--- BEGIN Text section ---
2. Plaintiff has not waived the attorney-client privilege for communications with her counsel by failing to log them. Direct communications between attorney and client are generally treated categorically, and creation of a log would be make-work; indeed, defendants have not logged such communications. (Vladeck Decl., ¶ 30).

3. Plaintiff shall produce any documents relating to unsolicited inquiries regarding job opportunities that she received after the filing of this action, as that information is relevant to her claim of reputational injury.

4. Plaintiff shall produce any substantive communications between her and the press about this litigation, the merits of the lawsuit, or any efforts she made to publicize the lawsuit.

5. Plaintiff shall appear for a continuation of her deposition for a total of no more than 10 additional hours.

6. Defendant Martinez shall produce the requested information concerning his compensation on an attorneys'-eyes-only basis. Disclosure of this information would be premature if it were sought only in relation to a claim for punitive damages. See Copantitla v. Fiskardo Estiatorio, Inc., No. 09 Civ. 1608, 2010 WL 1327921, at *16 (S.D.N.Y. April 5, 2010). However, it is also relevant here in connection with plaintiff's claim of retaliation by the Corporate Defendants based on how they treated defendant Martinez in relation to how they treated her.

7. Defendant Martinez shall appear in New York for a continuation of his deposition for no more than one day (7 hours).

8. My August 9, 2017 Memorandum and Order (the "8/9/17 Order) and my September 15, 2017 Order (the "9/15/17 Order") are clarified as follows: (a) the 9/15/17 Order applies to materials submitted by the Corporate Defendants in August 2017, and privilege was not waived as to those materials; (b) reference in the 8/9/17 Order to communications regarding Proskauer's conclusions being discoverable includes oral as well as written communications; and (c) the non-substantive materials referred to in the 9/15/17 Order are irrelevant and need not be produced.

9. The Proskauer Report shall remain under seal until such time as the Corporate Defendants affirmatively indicate that they will use it in connection with the litigation.

10. Martin Sorrell shall not be recalled for further deposition testimony.
--- END Text section ---
--- BEGIN Data shown ---
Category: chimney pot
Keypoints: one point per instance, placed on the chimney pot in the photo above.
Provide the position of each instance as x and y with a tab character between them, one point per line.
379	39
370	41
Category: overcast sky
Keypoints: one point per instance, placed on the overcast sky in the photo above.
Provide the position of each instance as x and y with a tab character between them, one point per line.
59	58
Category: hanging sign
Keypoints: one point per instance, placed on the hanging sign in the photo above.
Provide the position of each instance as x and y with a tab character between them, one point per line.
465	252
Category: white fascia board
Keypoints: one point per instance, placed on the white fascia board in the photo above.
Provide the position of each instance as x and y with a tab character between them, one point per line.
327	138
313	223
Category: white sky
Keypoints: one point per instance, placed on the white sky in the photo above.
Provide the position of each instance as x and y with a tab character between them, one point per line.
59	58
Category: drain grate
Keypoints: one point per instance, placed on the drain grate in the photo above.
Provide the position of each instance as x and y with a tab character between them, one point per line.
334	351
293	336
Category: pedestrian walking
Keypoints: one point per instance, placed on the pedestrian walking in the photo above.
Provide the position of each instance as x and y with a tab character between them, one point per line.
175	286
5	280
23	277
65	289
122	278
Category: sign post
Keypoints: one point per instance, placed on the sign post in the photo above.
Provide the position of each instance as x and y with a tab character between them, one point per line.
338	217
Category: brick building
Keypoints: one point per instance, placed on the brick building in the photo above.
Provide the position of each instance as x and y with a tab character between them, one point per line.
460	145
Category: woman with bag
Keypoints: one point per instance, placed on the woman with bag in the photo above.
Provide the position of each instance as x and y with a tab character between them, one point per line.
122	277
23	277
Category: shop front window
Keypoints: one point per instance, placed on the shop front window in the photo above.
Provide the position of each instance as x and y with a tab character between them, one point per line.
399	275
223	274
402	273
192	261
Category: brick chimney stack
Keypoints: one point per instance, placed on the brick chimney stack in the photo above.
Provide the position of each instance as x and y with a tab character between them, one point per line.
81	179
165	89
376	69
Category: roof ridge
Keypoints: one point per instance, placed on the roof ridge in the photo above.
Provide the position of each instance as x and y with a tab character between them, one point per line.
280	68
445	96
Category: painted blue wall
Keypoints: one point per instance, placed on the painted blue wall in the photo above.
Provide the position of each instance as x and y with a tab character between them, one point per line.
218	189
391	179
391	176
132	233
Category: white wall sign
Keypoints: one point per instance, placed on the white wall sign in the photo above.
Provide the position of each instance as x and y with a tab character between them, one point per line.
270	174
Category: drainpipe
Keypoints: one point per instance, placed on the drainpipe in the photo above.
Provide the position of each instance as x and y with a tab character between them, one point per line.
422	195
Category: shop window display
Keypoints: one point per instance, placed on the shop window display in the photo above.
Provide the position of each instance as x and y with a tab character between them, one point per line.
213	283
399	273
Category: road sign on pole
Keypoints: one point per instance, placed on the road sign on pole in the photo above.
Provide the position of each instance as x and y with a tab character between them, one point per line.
--- END Data shown ---
▶ **Exercise aim**:
Reproduce the passage of the court order from "4. Plaintiff shall" up to and including "they treated her." word for word.

▶ **Solution for this exercise**:
4. Plaintiff shall produce any substantive communications between her and the press about this litigation, the merits of the lawsuit, or any efforts she made to publicize the lawsuit.

5. Plaintiff shall appear for a continuation of her deposition for a total of no more than 10 additional hours.

6. Defendant Martinez shall produce the requested information concerning his compensation on an attorneys'-eyes-only basis. Disclosure of this information would be premature if it were sought only in relation to a claim for punitive damages. See Copantitla v. Fiskardo Estiatorio, Inc., No. 09 Civ. 1608, 2010 WL 1327921, at *16 (S.D.N.Y. April 5, 2010). However, it is also relevant here in connection with plaintiff's claim of retaliation by the Corporate Defendants based on how they treated defendant Martinez in relation to how they treated her.